> Record extracts
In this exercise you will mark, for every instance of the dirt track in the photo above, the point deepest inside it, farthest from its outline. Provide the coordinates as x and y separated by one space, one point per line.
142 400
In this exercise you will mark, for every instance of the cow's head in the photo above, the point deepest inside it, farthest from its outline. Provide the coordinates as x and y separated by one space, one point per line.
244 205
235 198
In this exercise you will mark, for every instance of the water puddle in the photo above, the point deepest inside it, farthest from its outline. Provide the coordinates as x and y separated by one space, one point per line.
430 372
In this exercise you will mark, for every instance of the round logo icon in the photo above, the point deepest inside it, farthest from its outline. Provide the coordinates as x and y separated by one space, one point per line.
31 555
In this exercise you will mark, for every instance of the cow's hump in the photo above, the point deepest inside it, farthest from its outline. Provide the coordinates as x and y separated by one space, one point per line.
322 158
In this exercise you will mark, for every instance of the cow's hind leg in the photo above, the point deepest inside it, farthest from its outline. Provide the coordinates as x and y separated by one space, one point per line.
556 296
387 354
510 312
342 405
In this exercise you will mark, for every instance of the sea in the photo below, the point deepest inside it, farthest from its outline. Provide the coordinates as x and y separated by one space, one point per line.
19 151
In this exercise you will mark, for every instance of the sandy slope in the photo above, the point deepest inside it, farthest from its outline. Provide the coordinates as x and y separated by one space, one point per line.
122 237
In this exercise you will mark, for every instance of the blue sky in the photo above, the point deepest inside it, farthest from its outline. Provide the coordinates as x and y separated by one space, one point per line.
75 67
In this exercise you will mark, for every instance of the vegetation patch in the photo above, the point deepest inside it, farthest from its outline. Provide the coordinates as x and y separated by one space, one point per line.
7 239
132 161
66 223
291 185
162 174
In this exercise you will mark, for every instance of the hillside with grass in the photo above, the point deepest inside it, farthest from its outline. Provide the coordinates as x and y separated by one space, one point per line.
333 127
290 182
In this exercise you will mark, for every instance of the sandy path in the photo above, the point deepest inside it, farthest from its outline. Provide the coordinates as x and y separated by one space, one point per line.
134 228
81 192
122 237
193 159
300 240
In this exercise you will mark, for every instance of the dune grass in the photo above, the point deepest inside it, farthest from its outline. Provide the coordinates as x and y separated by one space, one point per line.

> Problem details
Render the items above as a numbered list, starting at the line that contains "of the blue" and ending at the final line of the items, with blank lines left out.

> Exercise result
1. In this exercise you will mark, for every instance of the blue sky in the photo above, the point deepest inside it, farthest from its outline. Provide the coordinates as x and y separated by one space, one point per line.
2. 75 67
3. In this exercise you will mark, for every instance of the vegetation patch in the photo above, the point deepest inside it, farthest from its outline. Provide the coordinates as x and y separated by one space, one point per line.
4. 7 239
5. 132 161
6. 66 223
7. 291 185
8. 162 174
9. In this exercise you will mark, for every instance of the hillside with grass in the photo above, the point deepest inside it, farthest from its outline. Provide the coordinates as x and y separated by one space, one point per line.
10. 333 127
11. 290 182
12. In this exercise you will mark, for every instance of the sandy path in the photo above, the point deepest inside it, farthest from its outline. Provide the coordinates as x and y separated by one space, one point per line.
13. 134 228
14. 81 192
15. 122 237
16. 193 159
17. 300 240
18. In this exercise you will mark, for every instance of the dune grass in the photo above, the point deepest inside it, farthest from its outline. Provide the coordinates as x and y separated by one space, one point per line.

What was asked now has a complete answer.